◆ TASK ITEM ◆
Transcribe exactly, and without pictures, only the lines from the one bearing "Where can you spot the blue sky?" through the final line of the data below.

※

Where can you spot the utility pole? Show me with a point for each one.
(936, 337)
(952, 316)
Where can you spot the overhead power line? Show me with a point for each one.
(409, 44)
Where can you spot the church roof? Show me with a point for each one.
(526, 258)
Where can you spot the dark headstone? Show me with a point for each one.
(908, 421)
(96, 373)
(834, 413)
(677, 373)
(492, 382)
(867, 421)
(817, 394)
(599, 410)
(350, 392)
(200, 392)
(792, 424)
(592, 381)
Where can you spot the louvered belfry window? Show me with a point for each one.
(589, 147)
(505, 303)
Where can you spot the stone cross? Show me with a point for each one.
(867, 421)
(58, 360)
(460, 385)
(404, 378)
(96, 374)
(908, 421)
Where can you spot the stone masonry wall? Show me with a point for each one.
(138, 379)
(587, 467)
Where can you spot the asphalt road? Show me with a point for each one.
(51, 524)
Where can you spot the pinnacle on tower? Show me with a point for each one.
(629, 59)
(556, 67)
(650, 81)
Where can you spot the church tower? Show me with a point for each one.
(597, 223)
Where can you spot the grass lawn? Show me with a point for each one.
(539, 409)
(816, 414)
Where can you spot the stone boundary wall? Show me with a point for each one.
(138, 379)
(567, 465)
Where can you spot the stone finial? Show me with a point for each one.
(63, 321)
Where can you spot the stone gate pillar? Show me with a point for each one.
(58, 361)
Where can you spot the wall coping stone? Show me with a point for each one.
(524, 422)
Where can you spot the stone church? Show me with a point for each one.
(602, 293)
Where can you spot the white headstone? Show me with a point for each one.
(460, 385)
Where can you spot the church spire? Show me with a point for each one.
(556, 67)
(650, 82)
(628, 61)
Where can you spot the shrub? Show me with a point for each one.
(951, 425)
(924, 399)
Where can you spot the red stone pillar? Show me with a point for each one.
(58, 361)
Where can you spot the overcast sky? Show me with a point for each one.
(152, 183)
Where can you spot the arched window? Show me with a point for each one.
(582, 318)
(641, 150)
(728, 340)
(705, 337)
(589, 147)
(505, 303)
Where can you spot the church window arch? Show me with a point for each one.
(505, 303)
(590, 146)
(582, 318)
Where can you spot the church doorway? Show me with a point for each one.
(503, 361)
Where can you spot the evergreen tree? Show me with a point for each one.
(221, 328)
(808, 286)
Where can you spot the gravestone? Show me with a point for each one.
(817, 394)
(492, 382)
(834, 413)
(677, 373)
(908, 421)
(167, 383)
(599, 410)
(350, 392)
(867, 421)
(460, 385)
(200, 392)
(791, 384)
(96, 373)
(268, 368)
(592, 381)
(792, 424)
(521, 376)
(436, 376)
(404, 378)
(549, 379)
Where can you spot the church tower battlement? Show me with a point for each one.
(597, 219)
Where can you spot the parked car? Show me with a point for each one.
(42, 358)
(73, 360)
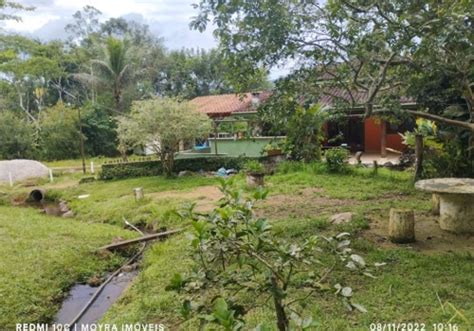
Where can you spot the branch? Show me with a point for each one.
(436, 118)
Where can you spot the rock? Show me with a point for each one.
(22, 169)
(94, 281)
(68, 214)
(130, 267)
(63, 207)
(341, 218)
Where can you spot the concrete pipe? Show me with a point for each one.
(37, 195)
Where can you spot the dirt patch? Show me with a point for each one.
(429, 237)
(205, 197)
(308, 202)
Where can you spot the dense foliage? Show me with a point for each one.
(374, 55)
(161, 124)
(337, 159)
(101, 68)
(235, 254)
(154, 168)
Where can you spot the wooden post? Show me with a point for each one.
(418, 156)
(401, 227)
(383, 138)
(81, 141)
(138, 192)
(215, 136)
(435, 204)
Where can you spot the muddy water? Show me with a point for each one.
(81, 294)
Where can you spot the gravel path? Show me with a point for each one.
(22, 169)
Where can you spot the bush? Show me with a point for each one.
(254, 167)
(16, 137)
(99, 130)
(59, 134)
(337, 159)
(154, 168)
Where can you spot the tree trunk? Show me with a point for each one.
(282, 320)
(81, 141)
(418, 156)
(401, 227)
(167, 161)
(383, 139)
(435, 204)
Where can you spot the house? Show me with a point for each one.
(236, 131)
(370, 135)
(229, 111)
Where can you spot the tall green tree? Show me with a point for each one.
(160, 124)
(369, 48)
(114, 71)
(17, 136)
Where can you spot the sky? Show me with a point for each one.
(168, 19)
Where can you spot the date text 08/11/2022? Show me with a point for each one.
(408, 326)
(89, 327)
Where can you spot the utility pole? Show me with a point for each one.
(81, 140)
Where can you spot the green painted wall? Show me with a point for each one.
(251, 147)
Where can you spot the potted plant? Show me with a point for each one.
(255, 172)
(272, 149)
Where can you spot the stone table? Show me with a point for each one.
(456, 197)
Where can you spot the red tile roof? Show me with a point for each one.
(226, 104)
(331, 94)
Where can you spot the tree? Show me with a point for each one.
(99, 130)
(161, 123)
(370, 49)
(114, 71)
(17, 137)
(192, 73)
(59, 134)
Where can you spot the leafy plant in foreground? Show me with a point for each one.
(337, 159)
(237, 254)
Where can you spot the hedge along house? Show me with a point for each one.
(372, 135)
(236, 130)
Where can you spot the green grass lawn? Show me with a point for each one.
(41, 257)
(406, 289)
(413, 286)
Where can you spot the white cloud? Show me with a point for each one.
(167, 18)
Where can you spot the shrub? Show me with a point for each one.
(254, 167)
(154, 168)
(16, 137)
(337, 159)
(236, 252)
(59, 134)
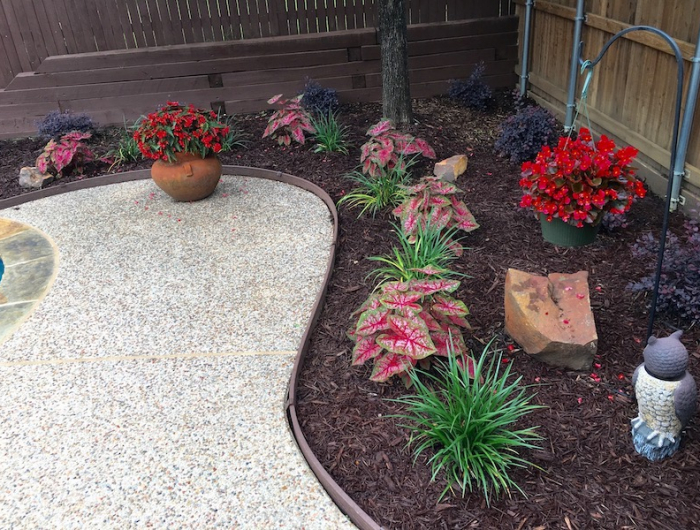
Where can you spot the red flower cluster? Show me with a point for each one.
(579, 180)
(176, 128)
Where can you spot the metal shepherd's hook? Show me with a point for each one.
(674, 148)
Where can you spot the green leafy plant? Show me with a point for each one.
(127, 149)
(433, 201)
(233, 138)
(388, 148)
(319, 99)
(373, 194)
(289, 122)
(177, 128)
(428, 255)
(67, 154)
(402, 323)
(467, 419)
(330, 135)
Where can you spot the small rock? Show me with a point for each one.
(551, 317)
(451, 168)
(31, 177)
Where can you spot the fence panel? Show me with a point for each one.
(31, 30)
(633, 89)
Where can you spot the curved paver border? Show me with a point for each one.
(358, 516)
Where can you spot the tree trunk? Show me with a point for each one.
(396, 88)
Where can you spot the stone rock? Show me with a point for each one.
(451, 168)
(551, 318)
(31, 177)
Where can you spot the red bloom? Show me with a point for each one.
(176, 128)
(579, 180)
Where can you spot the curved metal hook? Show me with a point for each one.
(674, 146)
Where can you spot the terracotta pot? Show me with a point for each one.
(190, 178)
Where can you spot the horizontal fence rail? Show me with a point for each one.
(31, 30)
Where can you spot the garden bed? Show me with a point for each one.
(590, 475)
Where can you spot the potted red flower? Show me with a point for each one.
(576, 183)
(183, 141)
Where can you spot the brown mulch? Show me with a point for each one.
(590, 475)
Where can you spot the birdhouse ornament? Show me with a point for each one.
(666, 396)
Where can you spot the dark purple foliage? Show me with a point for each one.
(524, 134)
(679, 289)
(318, 99)
(472, 92)
(57, 123)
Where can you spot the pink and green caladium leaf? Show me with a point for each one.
(371, 303)
(389, 364)
(448, 306)
(408, 336)
(431, 286)
(365, 350)
(430, 323)
(379, 128)
(440, 201)
(390, 287)
(455, 247)
(402, 301)
(371, 322)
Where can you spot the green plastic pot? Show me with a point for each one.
(563, 234)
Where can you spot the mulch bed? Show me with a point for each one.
(590, 475)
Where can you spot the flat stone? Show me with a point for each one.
(551, 318)
(31, 177)
(9, 228)
(451, 168)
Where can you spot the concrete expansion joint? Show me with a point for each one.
(117, 358)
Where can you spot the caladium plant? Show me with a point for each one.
(289, 122)
(388, 147)
(402, 324)
(69, 152)
(433, 202)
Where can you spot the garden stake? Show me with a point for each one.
(666, 396)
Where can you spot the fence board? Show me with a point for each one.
(12, 65)
(43, 22)
(123, 84)
(280, 45)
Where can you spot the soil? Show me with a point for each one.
(589, 475)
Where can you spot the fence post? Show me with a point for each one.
(678, 169)
(575, 57)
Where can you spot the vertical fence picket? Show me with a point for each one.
(12, 66)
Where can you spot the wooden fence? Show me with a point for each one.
(31, 30)
(241, 75)
(632, 94)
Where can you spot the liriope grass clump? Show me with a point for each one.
(465, 418)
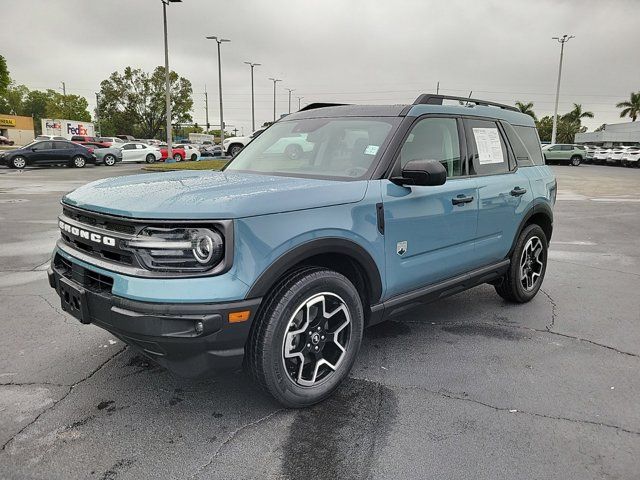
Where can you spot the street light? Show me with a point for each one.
(166, 76)
(253, 107)
(562, 40)
(274, 80)
(219, 41)
(290, 90)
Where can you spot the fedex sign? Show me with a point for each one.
(67, 128)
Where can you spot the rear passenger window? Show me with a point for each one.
(434, 139)
(529, 136)
(489, 153)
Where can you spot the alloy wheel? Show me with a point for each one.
(316, 339)
(531, 264)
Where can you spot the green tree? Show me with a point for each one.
(526, 108)
(133, 102)
(630, 108)
(577, 114)
(5, 79)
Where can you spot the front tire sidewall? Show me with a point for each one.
(277, 379)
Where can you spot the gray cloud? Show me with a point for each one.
(336, 50)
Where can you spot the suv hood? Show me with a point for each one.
(210, 195)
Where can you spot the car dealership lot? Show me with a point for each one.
(469, 387)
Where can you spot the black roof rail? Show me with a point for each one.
(313, 106)
(431, 99)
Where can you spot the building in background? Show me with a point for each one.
(627, 133)
(67, 128)
(16, 128)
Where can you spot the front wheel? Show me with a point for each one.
(527, 268)
(78, 161)
(306, 337)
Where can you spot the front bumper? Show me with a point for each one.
(165, 332)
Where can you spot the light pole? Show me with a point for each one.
(562, 40)
(166, 77)
(274, 80)
(290, 90)
(253, 105)
(219, 41)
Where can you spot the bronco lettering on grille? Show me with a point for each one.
(87, 235)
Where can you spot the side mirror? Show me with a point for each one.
(422, 173)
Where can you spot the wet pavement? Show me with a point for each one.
(468, 387)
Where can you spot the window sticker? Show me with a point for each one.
(489, 146)
(371, 150)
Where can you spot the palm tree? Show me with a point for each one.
(631, 108)
(526, 108)
(577, 114)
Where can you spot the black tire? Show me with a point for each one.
(293, 151)
(511, 286)
(235, 149)
(266, 350)
(78, 162)
(18, 162)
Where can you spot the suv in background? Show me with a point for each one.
(281, 262)
(564, 153)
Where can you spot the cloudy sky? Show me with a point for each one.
(352, 51)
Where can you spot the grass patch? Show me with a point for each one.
(201, 165)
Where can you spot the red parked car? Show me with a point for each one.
(178, 153)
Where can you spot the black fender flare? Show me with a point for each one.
(315, 247)
(542, 208)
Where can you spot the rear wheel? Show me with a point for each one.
(306, 337)
(19, 162)
(528, 266)
(78, 161)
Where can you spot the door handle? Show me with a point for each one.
(517, 191)
(461, 199)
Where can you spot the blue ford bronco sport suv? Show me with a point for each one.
(279, 261)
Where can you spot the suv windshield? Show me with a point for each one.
(336, 148)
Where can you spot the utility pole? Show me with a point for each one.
(98, 112)
(253, 104)
(290, 90)
(562, 40)
(219, 41)
(206, 106)
(274, 80)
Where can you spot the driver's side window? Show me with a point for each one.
(434, 139)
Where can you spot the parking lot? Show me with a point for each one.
(468, 387)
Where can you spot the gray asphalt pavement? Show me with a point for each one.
(469, 387)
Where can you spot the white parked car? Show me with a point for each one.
(139, 152)
(631, 158)
(233, 145)
(615, 155)
(601, 154)
(191, 151)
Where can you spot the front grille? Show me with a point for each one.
(89, 279)
(100, 221)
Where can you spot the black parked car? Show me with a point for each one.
(48, 152)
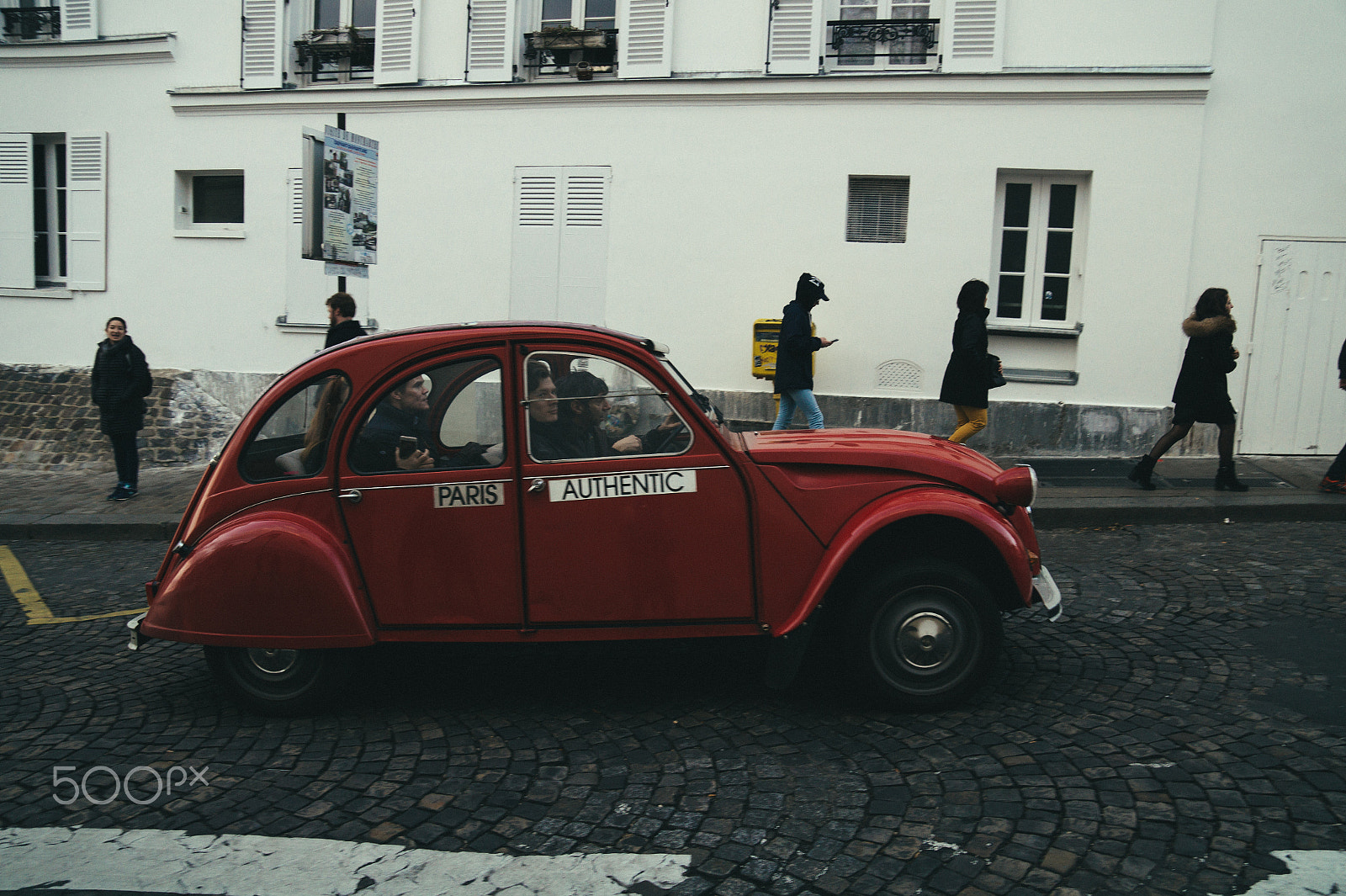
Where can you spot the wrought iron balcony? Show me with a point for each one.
(31, 23)
(909, 42)
(336, 46)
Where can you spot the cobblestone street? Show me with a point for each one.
(1184, 721)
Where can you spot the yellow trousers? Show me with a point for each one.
(971, 421)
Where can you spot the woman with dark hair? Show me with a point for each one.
(120, 382)
(1202, 393)
(967, 379)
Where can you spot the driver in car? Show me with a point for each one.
(579, 433)
(397, 437)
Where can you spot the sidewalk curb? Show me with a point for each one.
(85, 528)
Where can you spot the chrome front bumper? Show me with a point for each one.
(1045, 591)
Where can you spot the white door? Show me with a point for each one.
(1292, 406)
(559, 262)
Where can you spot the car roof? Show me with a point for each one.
(649, 345)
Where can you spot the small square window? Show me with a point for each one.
(209, 204)
(877, 209)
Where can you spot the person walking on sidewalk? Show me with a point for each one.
(1336, 480)
(1202, 392)
(120, 382)
(794, 355)
(341, 312)
(967, 379)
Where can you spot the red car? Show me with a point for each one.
(506, 482)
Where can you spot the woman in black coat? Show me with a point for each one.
(1202, 393)
(120, 382)
(967, 379)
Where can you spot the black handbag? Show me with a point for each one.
(994, 379)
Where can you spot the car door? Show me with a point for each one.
(649, 537)
(437, 545)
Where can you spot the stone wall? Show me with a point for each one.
(49, 422)
(1014, 428)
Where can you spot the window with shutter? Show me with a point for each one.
(491, 42)
(18, 267)
(796, 36)
(1041, 226)
(877, 209)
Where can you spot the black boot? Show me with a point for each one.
(1142, 471)
(1225, 480)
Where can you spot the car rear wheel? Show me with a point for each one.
(924, 635)
(278, 681)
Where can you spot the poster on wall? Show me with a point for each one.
(341, 198)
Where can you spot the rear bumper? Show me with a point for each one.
(1047, 592)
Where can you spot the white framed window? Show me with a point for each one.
(877, 209)
(329, 42)
(209, 204)
(1041, 229)
(883, 35)
(509, 40)
(338, 47)
(24, 20)
(53, 213)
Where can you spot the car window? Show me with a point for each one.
(582, 406)
(293, 440)
(443, 417)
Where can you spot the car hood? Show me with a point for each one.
(875, 448)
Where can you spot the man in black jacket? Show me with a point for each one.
(794, 354)
(1336, 480)
(341, 312)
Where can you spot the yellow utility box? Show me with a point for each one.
(766, 341)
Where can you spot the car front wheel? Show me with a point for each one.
(924, 635)
(278, 681)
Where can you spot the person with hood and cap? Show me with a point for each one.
(794, 355)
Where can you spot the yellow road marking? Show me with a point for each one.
(31, 602)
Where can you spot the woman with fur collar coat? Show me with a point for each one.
(1202, 392)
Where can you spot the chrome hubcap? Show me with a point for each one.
(273, 662)
(926, 639)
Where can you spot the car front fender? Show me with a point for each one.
(269, 581)
(895, 507)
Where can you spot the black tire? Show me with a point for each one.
(924, 635)
(279, 682)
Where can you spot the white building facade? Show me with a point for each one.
(668, 167)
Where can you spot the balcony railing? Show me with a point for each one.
(31, 23)
(349, 47)
(904, 42)
(562, 49)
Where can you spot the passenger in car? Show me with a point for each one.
(397, 437)
(578, 433)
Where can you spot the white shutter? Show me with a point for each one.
(796, 36)
(538, 231)
(17, 238)
(87, 210)
(582, 265)
(491, 40)
(78, 19)
(264, 45)
(396, 42)
(643, 38)
(973, 36)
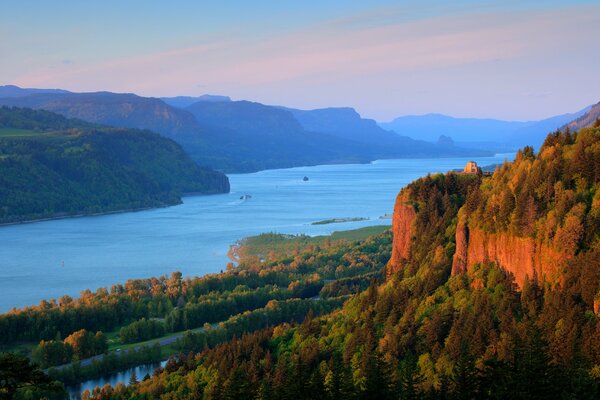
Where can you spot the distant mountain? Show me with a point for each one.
(15, 91)
(242, 136)
(343, 122)
(585, 120)
(115, 109)
(482, 133)
(185, 101)
(53, 167)
(277, 137)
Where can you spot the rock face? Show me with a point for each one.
(403, 231)
(520, 256)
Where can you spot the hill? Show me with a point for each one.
(240, 136)
(53, 166)
(115, 109)
(480, 132)
(282, 137)
(585, 120)
(345, 123)
(185, 101)
(436, 328)
(15, 91)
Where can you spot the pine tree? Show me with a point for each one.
(133, 378)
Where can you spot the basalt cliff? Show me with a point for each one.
(533, 217)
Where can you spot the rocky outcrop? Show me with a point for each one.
(403, 231)
(522, 256)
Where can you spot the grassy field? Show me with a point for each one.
(277, 243)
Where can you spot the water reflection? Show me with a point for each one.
(75, 391)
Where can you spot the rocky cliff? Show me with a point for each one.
(522, 256)
(532, 217)
(403, 230)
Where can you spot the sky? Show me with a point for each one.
(515, 60)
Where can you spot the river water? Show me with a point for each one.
(47, 259)
(75, 391)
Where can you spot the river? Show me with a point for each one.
(47, 259)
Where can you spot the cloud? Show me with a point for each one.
(360, 60)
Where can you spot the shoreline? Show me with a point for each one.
(194, 194)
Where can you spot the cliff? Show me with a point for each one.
(522, 256)
(403, 230)
(532, 217)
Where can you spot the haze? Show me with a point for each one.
(516, 60)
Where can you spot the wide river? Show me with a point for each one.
(44, 260)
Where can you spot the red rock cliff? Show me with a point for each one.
(521, 256)
(403, 231)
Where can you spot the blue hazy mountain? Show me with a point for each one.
(185, 101)
(243, 136)
(15, 91)
(590, 118)
(344, 122)
(479, 132)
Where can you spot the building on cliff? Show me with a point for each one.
(471, 168)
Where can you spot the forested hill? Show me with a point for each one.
(238, 136)
(53, 166)
(428, 333)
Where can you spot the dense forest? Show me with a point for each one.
(53, 166)
(298, 276)
(428, 333)
(312, 319)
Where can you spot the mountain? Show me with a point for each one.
(115, 109)
(531, 217)
(508, 309)
(585, 120)
(345, 123)
(243, 136)
(185, 101)
(277, 138)
(15, 91)
(53, 167)
(477, 132)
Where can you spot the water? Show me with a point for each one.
(75, 391)
(47, 259)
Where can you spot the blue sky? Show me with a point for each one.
(516, 60)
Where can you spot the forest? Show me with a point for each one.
(301, 318)
(428, 333)
(299, 276)
(55, 167)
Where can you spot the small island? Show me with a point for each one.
(339, 220)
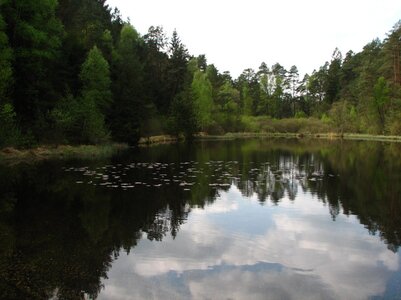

※

◆ TASK ANSWER ◆
Where can you spot the blue sky? Show me with a point for each one.
(516, 60)
Where can you spot the forest? Show me with a point for each one.
(301, 318)
(428, 333)
(299, 276)
(55, 167)
Where can you spot the small island? Show me with a point for each one.
(339, 220)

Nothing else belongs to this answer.